TEXT PROVIDED:

# Freight Train vs. Grain Truck



## AlanB (Sep 30, 2006)

Here's an interesting video showing a freight train taking out a grain truck that failed to yield the right of way. The video was shot by a security camera mounted on a nearby building. The accident occured August 4th in Stuttgart, AK.

One has to wonder what the heck that truck driver was doing/thinking. Note that the SUV coming from the opposite direction actually stops as required and then frantically starts backing up when he/she realizes that the grain truck is going to get creamed!


----------



## George Harris (Oct 2, 2006)

Arkansas is AR. AK is for Alaska.

For those unfamiliar, this is Union Paciific now, but this is the Cotton Belt main line, route of the Blue Streak Merchandise and other 70 mph freight trains. Lots of long FAST freight trains, and has been this way for many years. The speed limit for freight is still 70 mph.

The track is for the most part closely parallel to US 79. Stuttgart is about 30 miles southwest of Brinkley AR, which is on I 40 about half way between Memphis and Little Rock, and about 30 miles northeast of the Cotton Belt hub of Pine Bluff. The accident rate on most of the crossings of this line is realtively low because most people know better than to try to beat the trains, and at the rate they move you don't have to wait very long, either.


----------



## Save Our Trains Michigan (Oct 2, 2006)

what an idiot


----------



## battalion51 (Oct 2, 2006)

I have to say the greatest part of that video was the truck just driving away after it got whacked. :lol:


----------



## gswager (Oct 2, 2006)

battalion51 said:


> I have to say the greatest part of that video was the truck just driving away after it got whacked. :lol:


Is that a case of hit and run for trucker? :lol:


----------



## MrFSS (Oct 2, 2006)

Save Our Trains Michigan said:


> what an idiot


Truck driver probably didn't know he had gotten hit until he reached his final destination!!


----------



## AmtrakWPK (Oct 2, 2006)

I'm sure he knew what happened. He was probably trying to decide what to do about the large brown stain he was sitting on........


----------



## rmgreenesq (Oct 2, 2006)

Save Our Trains Michigan said:


> what an idiot


Yup! What an idiot.

Rick


----------



## George Harris (Oct 3, 2006)

Looked at my UPRR ETT for this location. A few relevant items from it:

mp 200.5 Brinkley

mp 231.2 N. Stuttgart siding

mp 232.7 S. Stuttgart siding

mp 263.2 Pine Bluff Yard

(Sidings are about 10 miles apart on this line.)

Speed Limits:

70 mph freight trains

75 mph expedited freight trains

40 mph head end restriction mp 232.5 to 234.0


----------

WORK TO COMPLETE: Write out the part of the freight train thread that opens with "One has to wonder" and closes with "still 70 mph.", changing "SUV" to "minivan".

AVAILABLE DATA:
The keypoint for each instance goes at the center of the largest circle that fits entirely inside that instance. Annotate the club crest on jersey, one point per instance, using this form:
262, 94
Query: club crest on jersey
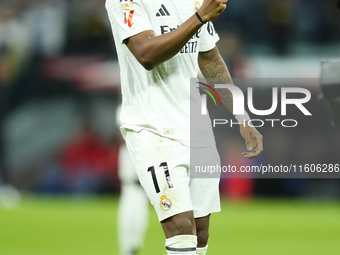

EXERCISE RESULT:
One has to wonder what the heck that truck driver was doing/thinking. Note that the minivan coming from the opposite direction actually stops as required and then frantically starts backing up when he/she realizes that the grain truck is going to get creamed!


----------



## George Harris (Oct 2, 2006)

Arkansas is AR. AK is for Alaska.

For those unfamiliar, this is Union Paciific now, but this is the Cotton Belt main line, route of the Blue Streak Merchandise and other 70 mph freight trains. Lots of long FAST freight trains, and has been this way for many years. The speed limit for freight is still 70 mph.